**INSTRUCTION**
Rewrite the listing from the line with "Target: neighboring house" through the end, replacing "pallet" with "skid" and leaving everything else the same.

--*--

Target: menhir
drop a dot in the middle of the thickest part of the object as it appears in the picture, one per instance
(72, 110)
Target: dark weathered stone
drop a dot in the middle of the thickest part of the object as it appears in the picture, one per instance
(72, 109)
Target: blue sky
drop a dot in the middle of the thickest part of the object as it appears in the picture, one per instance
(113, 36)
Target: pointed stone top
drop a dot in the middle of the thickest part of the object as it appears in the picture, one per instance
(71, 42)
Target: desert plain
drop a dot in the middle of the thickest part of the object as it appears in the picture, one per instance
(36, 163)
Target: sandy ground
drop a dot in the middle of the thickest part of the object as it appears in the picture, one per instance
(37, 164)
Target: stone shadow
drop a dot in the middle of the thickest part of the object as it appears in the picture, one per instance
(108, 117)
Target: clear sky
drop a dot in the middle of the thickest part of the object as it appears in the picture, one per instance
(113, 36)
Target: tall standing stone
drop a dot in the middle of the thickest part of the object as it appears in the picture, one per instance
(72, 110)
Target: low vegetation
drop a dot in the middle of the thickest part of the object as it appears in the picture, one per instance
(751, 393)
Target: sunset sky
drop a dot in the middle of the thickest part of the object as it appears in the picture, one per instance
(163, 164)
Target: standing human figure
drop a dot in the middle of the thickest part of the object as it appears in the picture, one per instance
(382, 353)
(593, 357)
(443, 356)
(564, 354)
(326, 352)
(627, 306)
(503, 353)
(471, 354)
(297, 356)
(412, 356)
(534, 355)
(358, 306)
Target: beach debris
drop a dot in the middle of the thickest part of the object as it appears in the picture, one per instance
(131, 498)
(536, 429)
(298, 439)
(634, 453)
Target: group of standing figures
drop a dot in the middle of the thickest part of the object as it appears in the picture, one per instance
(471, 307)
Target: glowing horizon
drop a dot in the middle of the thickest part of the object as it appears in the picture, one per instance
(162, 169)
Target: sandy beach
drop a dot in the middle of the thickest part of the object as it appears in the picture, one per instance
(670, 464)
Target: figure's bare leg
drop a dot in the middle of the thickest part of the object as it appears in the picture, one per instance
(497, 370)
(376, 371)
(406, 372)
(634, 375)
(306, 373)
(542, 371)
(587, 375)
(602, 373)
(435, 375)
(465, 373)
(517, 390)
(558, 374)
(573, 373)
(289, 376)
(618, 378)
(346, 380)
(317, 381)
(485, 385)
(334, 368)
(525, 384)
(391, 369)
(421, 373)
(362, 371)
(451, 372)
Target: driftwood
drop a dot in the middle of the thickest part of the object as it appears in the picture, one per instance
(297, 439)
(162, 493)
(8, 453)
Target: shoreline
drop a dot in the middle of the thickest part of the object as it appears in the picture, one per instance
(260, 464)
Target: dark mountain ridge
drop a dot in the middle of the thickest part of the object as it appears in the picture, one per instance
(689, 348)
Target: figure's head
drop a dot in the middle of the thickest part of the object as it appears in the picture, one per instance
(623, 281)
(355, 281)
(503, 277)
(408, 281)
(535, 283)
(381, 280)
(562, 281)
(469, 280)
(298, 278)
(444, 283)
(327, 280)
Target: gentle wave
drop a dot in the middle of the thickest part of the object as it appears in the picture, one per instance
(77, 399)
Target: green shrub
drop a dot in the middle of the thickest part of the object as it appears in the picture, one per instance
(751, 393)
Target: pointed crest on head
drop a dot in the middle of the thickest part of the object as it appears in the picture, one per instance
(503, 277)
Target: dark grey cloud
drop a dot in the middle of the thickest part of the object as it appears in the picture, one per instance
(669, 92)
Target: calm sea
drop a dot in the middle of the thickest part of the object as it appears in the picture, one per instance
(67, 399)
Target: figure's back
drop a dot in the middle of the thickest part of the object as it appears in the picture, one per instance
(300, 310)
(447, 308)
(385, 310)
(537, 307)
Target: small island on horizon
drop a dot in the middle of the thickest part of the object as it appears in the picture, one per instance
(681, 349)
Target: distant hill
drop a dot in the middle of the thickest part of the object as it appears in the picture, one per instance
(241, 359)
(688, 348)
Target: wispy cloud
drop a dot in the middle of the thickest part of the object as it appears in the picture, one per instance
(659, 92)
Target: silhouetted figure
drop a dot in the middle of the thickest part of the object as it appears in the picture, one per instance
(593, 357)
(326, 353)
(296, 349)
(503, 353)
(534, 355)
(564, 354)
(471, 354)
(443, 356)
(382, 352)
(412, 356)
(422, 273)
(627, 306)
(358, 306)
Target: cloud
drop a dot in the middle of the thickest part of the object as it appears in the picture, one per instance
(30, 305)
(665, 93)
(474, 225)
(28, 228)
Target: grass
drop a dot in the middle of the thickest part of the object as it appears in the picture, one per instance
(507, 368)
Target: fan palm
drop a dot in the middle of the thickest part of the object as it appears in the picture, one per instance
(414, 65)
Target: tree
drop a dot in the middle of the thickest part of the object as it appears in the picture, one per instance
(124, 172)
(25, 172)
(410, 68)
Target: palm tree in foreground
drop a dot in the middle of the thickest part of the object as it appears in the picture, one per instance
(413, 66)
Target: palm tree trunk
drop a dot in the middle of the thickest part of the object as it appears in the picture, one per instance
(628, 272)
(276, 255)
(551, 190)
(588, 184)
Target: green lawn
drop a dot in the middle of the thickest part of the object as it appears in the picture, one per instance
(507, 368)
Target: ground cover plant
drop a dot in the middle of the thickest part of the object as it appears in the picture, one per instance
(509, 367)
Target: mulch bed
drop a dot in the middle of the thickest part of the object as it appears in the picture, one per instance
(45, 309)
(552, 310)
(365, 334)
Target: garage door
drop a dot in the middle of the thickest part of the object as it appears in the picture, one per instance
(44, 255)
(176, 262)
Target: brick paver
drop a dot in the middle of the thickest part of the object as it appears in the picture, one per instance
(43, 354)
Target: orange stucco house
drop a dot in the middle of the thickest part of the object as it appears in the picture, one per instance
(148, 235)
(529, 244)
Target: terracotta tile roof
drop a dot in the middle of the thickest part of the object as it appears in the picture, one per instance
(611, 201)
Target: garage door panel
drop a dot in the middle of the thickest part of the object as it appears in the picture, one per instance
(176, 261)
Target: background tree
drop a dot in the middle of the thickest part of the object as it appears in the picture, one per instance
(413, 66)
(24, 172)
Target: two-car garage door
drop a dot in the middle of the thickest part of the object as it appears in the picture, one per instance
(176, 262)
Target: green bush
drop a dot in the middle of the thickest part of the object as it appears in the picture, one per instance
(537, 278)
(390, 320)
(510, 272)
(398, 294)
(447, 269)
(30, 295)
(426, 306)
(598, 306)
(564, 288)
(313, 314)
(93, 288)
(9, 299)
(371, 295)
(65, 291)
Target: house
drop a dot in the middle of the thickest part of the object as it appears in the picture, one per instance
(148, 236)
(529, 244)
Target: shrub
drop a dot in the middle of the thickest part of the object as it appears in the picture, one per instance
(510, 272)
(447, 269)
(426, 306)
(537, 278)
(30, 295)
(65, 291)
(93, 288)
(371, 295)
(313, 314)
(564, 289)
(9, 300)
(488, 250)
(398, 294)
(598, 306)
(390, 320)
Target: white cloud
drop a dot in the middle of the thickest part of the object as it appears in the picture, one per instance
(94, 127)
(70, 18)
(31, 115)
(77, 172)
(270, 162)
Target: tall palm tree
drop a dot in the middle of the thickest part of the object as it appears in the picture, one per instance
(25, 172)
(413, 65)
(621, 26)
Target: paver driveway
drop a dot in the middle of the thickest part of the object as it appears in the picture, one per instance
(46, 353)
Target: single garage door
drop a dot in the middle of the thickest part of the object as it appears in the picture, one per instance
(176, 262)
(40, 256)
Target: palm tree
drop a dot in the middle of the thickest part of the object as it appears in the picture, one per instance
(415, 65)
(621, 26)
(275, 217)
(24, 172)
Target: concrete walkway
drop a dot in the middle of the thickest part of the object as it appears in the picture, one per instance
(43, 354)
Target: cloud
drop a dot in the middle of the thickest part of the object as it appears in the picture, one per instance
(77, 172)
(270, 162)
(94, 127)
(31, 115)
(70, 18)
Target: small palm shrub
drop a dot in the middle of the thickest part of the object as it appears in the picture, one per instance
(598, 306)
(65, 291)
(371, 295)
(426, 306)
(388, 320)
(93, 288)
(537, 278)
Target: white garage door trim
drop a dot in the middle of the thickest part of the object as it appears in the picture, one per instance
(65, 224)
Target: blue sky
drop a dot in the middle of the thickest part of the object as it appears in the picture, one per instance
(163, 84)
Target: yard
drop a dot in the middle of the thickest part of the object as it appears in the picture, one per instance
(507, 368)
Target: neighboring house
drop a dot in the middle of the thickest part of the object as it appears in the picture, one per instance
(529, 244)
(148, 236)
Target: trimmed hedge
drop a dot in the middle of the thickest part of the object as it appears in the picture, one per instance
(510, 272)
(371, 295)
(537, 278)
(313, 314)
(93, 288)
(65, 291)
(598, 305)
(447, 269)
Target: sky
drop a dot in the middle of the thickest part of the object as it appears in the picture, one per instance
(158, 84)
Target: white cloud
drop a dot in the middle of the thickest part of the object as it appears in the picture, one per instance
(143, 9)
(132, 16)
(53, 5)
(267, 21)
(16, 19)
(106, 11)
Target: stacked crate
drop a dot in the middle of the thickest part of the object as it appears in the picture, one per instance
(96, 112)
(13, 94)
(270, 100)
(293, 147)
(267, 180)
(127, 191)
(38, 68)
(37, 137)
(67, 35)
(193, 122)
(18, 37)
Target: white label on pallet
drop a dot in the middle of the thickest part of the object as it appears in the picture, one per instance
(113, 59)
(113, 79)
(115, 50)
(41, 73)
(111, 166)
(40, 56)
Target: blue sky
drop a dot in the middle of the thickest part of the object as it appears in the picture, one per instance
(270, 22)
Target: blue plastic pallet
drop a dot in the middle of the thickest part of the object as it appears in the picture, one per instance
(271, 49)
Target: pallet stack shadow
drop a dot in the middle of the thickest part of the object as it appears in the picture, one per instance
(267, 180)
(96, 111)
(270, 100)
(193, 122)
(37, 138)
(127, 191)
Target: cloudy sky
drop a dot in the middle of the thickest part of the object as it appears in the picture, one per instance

--*--

**FULL SOLUTION**
Target: neighboring house
drop a dot in the middle of the thickest part of the object as it appears in the picture, one per instance
(529, 244)
(148, 236)
Target: trimmed hedge
drop a dot in the middle of the thickest part of the object as it appears in the picture, one per instance
(510, 272)
(371, 295)
(537, 278)
(313, 314)
(93, 288)
(65, 291)
(598, 305)
(447, 269)
Target: sky
drop a dot in the middle of the thickest part of the object as it appears in the picture, one per instance
(158, 84)
Target: white cloud
drop a dot in the middle of the thickest part of the object as it appears in the picture, one per instance
(143, 9)
(132, 16)
(53, 5)
(267, 21)
(16, 19)
(106, 11)
Target: stacked crate
drop a dot in the middle of the thickest part of the object as it appears in the picture, one per instance
(96, 112)
(13, 94)
(270, 100)
(293, 147)
(267, 180)
(127, 191)
(38, 68)
(37, 137)
(67, 35)
(193, 122)
(18, 37)
Target: white label on skid
drop a dot in the middle of the thickest part of the object as it appears in the picture, one per instance
(113, 59)
(113, 79)
(115, 50)
(41, 73)
(111, 166)
(40, 56)
Target: blue sky
drop a dot in the middle of the thickest part of the object as it appears in the picture, one per instance
(270, 22)
Target: blue plastic skid
drop a dot in the middle of the thickest part of the object as it appears in the picture, one per instance
(271, 49)
Target: skid stack shadow
drop a dot in the middle of the thickest part of the object as it appears in the picture, one per instance
(267, 180)
(96, 111)
(270, 100)
(193, 122)
(37, 138)
(127, 191)
Target: cloudy sky
drop a dot in the middle of the thickest part of the object as it appears in the picture, one per instance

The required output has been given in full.